» ACTIONS TO TAKE
**1.** From the passage on the Schematics project, list each distinct thing that follows the words "I learnt," without repeats.
**2.** Reproduce the portion of the Schematics passage between "I learnt to smoke" and "of others' actions.", inclusive.

» DOCUMENT EXCERPT
★ ★ ★ ★
Somewhere between the psychology of love and the intricacies of romance lies a vast and unmapped territory of abstract and subjective existential paradoxes. That’s precisely what New-York-based British photographer Julian Hibbard sets out to map in Schematics: A Love Story — a truly unique, in the most uncontrived sense of the word, project exploring love, memory, and time through 43 schematic diagrams drawn from old books and paired with poetic text that gleans new meaning from the geometric forms. From them emerges a layered and paradoxical narrative that is at once very personal and very universal, a kind of forlorn optimism about what it means to be human and to follow the heart’s sometimes purposeful, sometimes erratic, usually unpredictable will in pursuing the deepest of human connections.

I learnt to tie my shoes

I learnt to ride my bike

I learnt to smoke

I learnt the vulnerability of fully exposing an idea

I learnt to tie my shoes

I learnt to adapt my behavior in the light of others' actions.
★ ★ ★ ★
[Point-based annotation data]

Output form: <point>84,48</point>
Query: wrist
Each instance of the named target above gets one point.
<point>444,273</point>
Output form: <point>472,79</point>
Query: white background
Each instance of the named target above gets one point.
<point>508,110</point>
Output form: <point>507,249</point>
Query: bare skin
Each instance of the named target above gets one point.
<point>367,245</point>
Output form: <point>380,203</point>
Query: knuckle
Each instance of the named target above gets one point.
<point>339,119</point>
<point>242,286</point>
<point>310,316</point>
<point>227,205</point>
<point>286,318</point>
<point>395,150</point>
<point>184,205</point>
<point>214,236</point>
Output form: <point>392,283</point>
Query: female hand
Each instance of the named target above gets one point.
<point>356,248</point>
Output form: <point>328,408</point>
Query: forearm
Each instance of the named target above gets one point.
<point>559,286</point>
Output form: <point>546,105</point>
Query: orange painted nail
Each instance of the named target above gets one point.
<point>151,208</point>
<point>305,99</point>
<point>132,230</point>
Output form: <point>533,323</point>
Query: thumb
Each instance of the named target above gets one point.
★ ★ ★ ★
» ANSWER LIST
**1.**
- to tie my shoes
- to ride my bike
- to smoke
- the vulnerability of fully exposing an idea
- to adapt my behavior in the light of others' actions

**2.**
I learnt to smoke

I learnt the vulnerability of fully exposing an idea

I learnt to tie my shoes

I learnt to adapt my behavior in the light of others' actions.